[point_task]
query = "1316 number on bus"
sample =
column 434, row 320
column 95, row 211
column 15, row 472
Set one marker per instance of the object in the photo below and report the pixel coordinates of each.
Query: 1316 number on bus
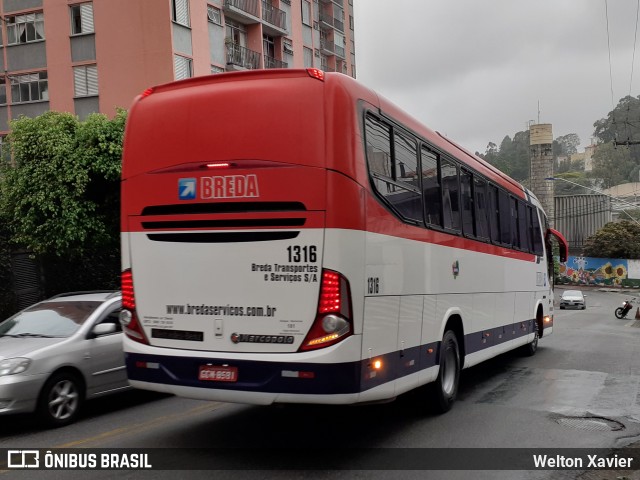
column 298, row 254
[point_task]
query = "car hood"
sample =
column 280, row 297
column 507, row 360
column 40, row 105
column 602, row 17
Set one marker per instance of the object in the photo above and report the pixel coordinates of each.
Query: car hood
column 11, row 347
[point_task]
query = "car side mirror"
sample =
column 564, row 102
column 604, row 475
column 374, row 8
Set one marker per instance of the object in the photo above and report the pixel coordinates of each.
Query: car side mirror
column 104, row 329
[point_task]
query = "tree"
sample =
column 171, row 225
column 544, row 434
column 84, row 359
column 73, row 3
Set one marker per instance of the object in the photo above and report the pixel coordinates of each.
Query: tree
column 613, row 164
column 615, row 240
column 60, row 192
column 566, row 145
column 621, row 125
column 512, row 157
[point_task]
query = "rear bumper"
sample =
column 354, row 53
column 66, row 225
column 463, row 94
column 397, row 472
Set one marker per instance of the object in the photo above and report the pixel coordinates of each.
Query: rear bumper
column 334, row 375
column 259, row 382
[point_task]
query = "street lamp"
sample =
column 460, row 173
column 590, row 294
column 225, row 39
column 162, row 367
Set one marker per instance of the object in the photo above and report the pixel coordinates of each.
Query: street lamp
column 619, row 200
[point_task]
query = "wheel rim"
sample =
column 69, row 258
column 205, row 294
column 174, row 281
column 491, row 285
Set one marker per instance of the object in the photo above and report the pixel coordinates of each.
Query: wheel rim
column 63, row 400
column 449, row 367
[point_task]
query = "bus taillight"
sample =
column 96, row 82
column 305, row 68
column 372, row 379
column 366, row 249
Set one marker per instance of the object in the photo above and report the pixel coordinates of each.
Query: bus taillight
column 333, row 320
column 128, row 316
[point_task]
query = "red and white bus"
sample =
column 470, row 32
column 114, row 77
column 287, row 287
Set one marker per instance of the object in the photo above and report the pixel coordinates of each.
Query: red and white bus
column 290, row 236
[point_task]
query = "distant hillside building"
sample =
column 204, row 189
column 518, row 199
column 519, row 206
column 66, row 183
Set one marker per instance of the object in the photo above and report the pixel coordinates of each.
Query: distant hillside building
column 93, row 56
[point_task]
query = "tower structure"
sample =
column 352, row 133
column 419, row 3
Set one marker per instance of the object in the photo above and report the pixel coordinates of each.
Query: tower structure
column 541, row 155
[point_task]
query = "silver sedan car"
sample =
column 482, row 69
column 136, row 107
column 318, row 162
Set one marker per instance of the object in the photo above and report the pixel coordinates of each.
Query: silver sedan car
column 573, row 299
column 59, row 352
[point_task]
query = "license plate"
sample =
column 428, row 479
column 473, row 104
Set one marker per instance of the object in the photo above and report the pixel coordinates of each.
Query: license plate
column 218, row 374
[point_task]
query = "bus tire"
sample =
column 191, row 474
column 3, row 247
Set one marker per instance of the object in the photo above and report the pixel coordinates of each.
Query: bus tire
column 444, row 389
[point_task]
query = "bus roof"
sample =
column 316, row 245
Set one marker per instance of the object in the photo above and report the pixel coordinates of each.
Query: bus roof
column 336, row 84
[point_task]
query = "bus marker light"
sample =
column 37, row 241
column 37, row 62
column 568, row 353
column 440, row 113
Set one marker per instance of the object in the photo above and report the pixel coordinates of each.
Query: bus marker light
column 316, row 73
column 151, row 365
column 297, row 374
column 147, row 92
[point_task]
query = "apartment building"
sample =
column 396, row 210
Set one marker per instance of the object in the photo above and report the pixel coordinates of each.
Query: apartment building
column 95, row 56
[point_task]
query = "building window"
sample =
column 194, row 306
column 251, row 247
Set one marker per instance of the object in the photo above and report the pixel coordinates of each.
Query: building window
column 236, row 33
column 214, row 15
column 29, row 88
column 82, row 18
column 180, row 12
column 183, row 67
column 306, row 12
column 269, row 46
column 85, row 80
column 25, row 28
column 308, row 57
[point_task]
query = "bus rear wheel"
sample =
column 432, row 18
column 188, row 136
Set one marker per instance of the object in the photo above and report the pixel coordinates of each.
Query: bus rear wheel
column 444, row 390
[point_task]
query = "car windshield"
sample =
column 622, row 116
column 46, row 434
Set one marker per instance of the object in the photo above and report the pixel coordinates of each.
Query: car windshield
column 572, row 293
column 48, row 319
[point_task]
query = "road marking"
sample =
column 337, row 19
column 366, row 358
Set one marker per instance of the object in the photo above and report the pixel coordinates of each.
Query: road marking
column 143, row 426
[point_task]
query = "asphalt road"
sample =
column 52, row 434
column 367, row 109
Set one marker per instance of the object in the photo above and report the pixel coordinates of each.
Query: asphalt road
column 581, row 390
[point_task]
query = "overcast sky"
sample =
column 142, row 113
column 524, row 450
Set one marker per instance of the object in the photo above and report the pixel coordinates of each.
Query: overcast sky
column 475, row 70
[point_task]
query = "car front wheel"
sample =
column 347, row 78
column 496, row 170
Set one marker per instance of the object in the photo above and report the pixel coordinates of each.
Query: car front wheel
column 60, row 399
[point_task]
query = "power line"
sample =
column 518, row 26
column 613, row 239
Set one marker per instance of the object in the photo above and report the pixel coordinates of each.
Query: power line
column 635, row 38
column 606, row 10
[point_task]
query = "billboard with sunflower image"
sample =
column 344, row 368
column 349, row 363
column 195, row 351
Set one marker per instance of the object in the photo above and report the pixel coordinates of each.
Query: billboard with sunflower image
column 594, row 271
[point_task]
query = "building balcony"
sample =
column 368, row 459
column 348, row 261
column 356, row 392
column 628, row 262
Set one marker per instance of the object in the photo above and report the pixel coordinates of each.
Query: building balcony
column 275, row 20
column 243, row 11
column 270, row 62
column 241, row 58
column 331, row 21
column 327, row 47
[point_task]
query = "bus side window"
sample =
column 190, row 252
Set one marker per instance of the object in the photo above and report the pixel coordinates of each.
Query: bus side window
column 466, row 196
column 515, row 241
column 450, row 189
column 538, row 246
column 505, row 217
column 431, row 188
column 525, row 242
column 393, row 169
column 494, row 214
column 482, row 208
column 408, row 200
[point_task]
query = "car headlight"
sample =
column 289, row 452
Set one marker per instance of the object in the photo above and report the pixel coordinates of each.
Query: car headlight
column 13, row 366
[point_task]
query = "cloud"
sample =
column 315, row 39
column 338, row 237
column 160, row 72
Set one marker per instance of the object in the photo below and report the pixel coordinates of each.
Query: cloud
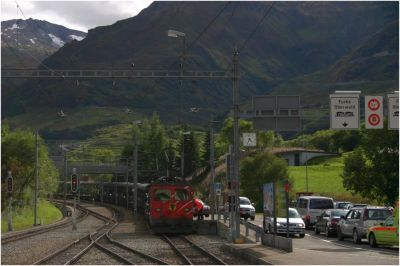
column 80, row 15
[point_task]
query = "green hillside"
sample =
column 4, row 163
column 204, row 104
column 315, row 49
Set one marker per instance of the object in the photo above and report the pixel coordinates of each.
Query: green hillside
column 324, row 178
column 297, row 38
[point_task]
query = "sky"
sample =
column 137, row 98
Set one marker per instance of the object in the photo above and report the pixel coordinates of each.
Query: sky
column 77, row 15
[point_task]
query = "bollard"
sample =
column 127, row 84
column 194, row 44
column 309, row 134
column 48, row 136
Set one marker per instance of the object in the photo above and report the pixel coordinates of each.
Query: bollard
column 258, row 234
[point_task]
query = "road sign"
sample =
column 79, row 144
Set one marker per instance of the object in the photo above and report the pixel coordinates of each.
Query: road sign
column 74, row 183
column 373, row 112
column 279, row 113
column 249, row 139
column 393, row 110
column 345, row 110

TASK TO COMPLETE =>
Copy every one of the lines above word for word, but leave the pictures out of your answer.

ANSWER BELOW =>
[point_task]
query = "1316 number on bus"
sample =
column 434, row 320
column 95, row 211
column 15, row 472
Set one marker per instance of the object in the photo below and report the pixel coordinates of each.
Query: 1316 number on bus
column 298, row 254
[point_task]
query = "car hood"
sample =
column 280, row 297
column 507, row 360
column 40, row 105
column 602, row 17
Set one marker per instance of the object in the photo above and report the pixel coordinates of each.
Query: car hood
column 11, row 347
[point_task]
query = "car side mirror"
sample =
column 564, row 102
column 604, row 475
column 374, row 8
Set one marker per instance of the object in the photo above and report the pixel coordinates of each.
Query: car side mirror
column 104, row 329
[point_task]
query = "tree"
sample =
column 171, row 225
column 544, row 434
column 84, row 359
column 73, row 3
Set one marker per instance of the object in the photo above and report the pixel coordinates of each.
Query: tree
column 613, row 164
column 615, row 240
column 60, row 192
column 566, row 145
column 621, row 125
column 512, row 157
[point_task]
query = "rear bumper"
sample =
column 354, row 53
column 66, row 225
column 463, row 94
column 397, row 472
Set one marker per instance of the object in the photo above and report the pixel coordinates of each.
Query: rear bumper
column 334, row 375
column 259, row 382
[point_task]
query = "street lamp"
sample =
column 460, row 173
column 590, row 294
column 225, row 39
column 162, row 367
Set one marker per instance of the object in the photo above and report the pixel coordinates of each.
Query: street lamp
column 619, row 200
[point_task]
query = "wheel rim"
sample =
column 69, row 258
column 205, row 294
column 174, row 281
column 491, row 285
Set one marker per instance of the object in the photo above and report the pixel coordinates of each.
Query: wheel rim
column 63, row 400
column 449, row 367
[point_task]
query = "bus taillight"
sample =
column 96, row 82
column 305, row 68
column 372, row 379
column 366, row 249
Set one marker per instance of the object in the photo above and report the pixel coordinates of each.
Query: bus taillight
column 333, row 320
column 128, row 316
[point_task]
query = "red and white bus"
sample =
column 470, row 32
column 114, row 77
column 287, row 287
Set one marker per instance of the object in the photo above and report the pixel coordinates of each.
Query: red and white bus
column 290, row 236
[point_task]
query = "distant hillside building"
sample =
column 204, row 189
column 518, row 199
column 519, row 206
column 66, row 183
Set one marker per instance of the object in the photo above and report the pixel coordinates of each.
Query: distant hillside building
column 93, row 56
[point_task]
query = "tower structure"
sample =
column 352, row 133
column 419, row 3
Set one marker per instance of the object in the photo above and report the pixel coordinates of each.
Query: tower structure
column 541, row 155
[point_task]
query = "silver sedan car"
sample =
column 482, row 69
column 136, row 107
column 318, row 162
Set one marker per instance of the object in the photo above and report the pixel coordinates of each.
Query: silver sedan car
column 573, row 299
column 59, row 352
[point_task]
query = "license plate"
sample =
column 428, row 479
column 473, row 104
Set one marker per instance of the object in the photo above and report the pixel coordinates of each.
Query: license plate
column 218, row 374
[point_task]
query = "bus tire"
sample =
column 191, row 474
column 3, row 247
Set one marker per instance of the object in the photo above and report the pixel coordinates of each.
Query: bus tire
column 444, row 389
[point_task]
query = "bus roof"
sample =
column 316, row 245
Set one marker per instance of the object in the photo above and report the pixel coordinates of each.
Query: bus roof
column 336, row 84
[point_task]
query = "bus marker light"
sample =
column 37, row 241
column 37, row 62
column 568, row 353
column 440, row 113
Set one marker per instance of the object in the photo above and report the pixel coordinates of each.
Query: bus marker light
column 316, row 73
column 151, row 365
column 297, row 374
column 147, row 92
[point_task]
query = "apartment building"
sample =
column 396, row 210
Set one marker per instance of the object in the photo above and report the pixel coordinates of each.
Query: apartment building
column 95, row 56
[point_task]
query = "building window"
sample =
column 194, row 306
column 251, row 247
Set one marker per instance of the object in the photo above and report the pixel coordinates of each.
Query: building window
column 236, row 33
column 214, row 15
column 29, row 88
column 82, row 18
column 180, row 12
column 183, row 67
column 306, row 12
column 269, row 46
column 85, row 80
column 25, row 28
column 308, row 57
[point_task]
query = "bus rear wheel"
sample =
column 432, row 18
column 188, row 136
Set one marker per instance of the object in the photo above and report the pixel coordinates of each.
Query: bus rear wheel
column 444, row 390
[point_task]
query = "car windshield"
sample =
column 622, row 116
column 46, row 434
Set one marker per instance of the object in the photo above and report the pixel coordinates of each.
Query: car windshield
column 572, row 293
column 48, row 319
[point_task]
query = "road marking"
sample =
column 337, row 19
column 366, row 358
Set one marker per instance of the object in the photo above and report the pixel coordinates of each.
Query: road marking
column 143, row 426
[point_task]
query = "asphalt road"
sample =
column 52, row 434
column 367, row 109
Set one marker per instance of the object in the photo above and report the pixel coordinates of each.
Query: asphalt road
column 581, row 390
[point_task]
query = "overcast sky"
sample =
column 142, row 113
column 524, row 450
Set one marker per instance of the object in the photo above and report the pixel coordinates of each.
Query: overcast sky
column 475, row 70
[point_task]
query = "car front wheel"
sample =
column 347, row 78
column 496, row 170
Set one marker per instance of the object in the photo above and report the pixel coordinates of each.
Query: car front wheel
column 60, row 399
[point_task]
query = "power line"
sample =
column 518, row 26
column 613, row 239
Set one marker per instance of the object in the photo above and report the pixel coordinates of each.
Query: power line
column 635, row 38
column 606, row 10
[point_task]
query = "billboard with sunflower image"
sample =
column 344, row 368
column 349, row 363
column 195, row 351
Set one marker per instance of the object in the photo above and report the pixel coordinates of each.
Query: billboard with sunflower image
column 594, row 271
[point_task]
query = "building balcony"
sample =
column 368, row 459
column 348, row 261
column 356, row 392
column 628, row 262
Set one marker per instance of the object in the photo above and report the pixel coordinates of each.
Query: building balcony
column 275, row 20
column 243, row 11
column 270, row 62
column 241, row 58
column 331, row 21
column 327, row 47
[point_task]
query = "bus side window"
sample =
column 190, row 252
Set one marker per instance of the object in the photo above and report the pixel coordinates of each.
Query: bus side window
column 466, row 196
column 515, row 241
column 450, row 189
column 538, row 246
column 505, row 217
column 431, row 188
column 525, row 242
column 393, row 169
column 494, row 214
column 482, row 208
column 408, row 200
[point_task]
query = "car headlight"
sample =
column 289, row 452
Set one marker per instance of the object in the photo above and report the pixel coordinates of each.
Query: car headlight
column 13, row 366
[point_task]
query = "cloud"
sample =
column 315, row 39
column 338, row 237
column 160, row 72
Set one marker per instance of the object in the photo below and report the pixel coordinates of each.
Query: cloud
column 80, row 15
[point_task]
query = "green hillside"
sample =
column 4, row 163
column 204, row 104
column 315, row 49
Set one marker per instance of the object in the photo above and report the pixel coordinates of each.
Query: green hillside
column 324, row 178
column 297, row 38
[point_task]
query = "sky"
sample =
column 137, row 98
Set one marker per instance of the object in the photo above and report the pixel coordinates of each.
Query: sky
column 77, row 15
[point_task]
query = "bollard"
sample =
column 127, row 84
column 194, row 44
column 309, row 134
column 48, row 136
Set one marker per instance of the object in the photo above and report the pixel coordinates of each.
Query: bollard
column 258, row 234
[point_task]
query = "road sign"
sample =
column 79, row 144
Set one marker per instance of the object in the photo above and report the pixel coordinates of each.
Query: road sign
column 74, row 183
column 373, row 112
column 279, row 113
column 249, row 139
column 393, row 110
column 345, row 110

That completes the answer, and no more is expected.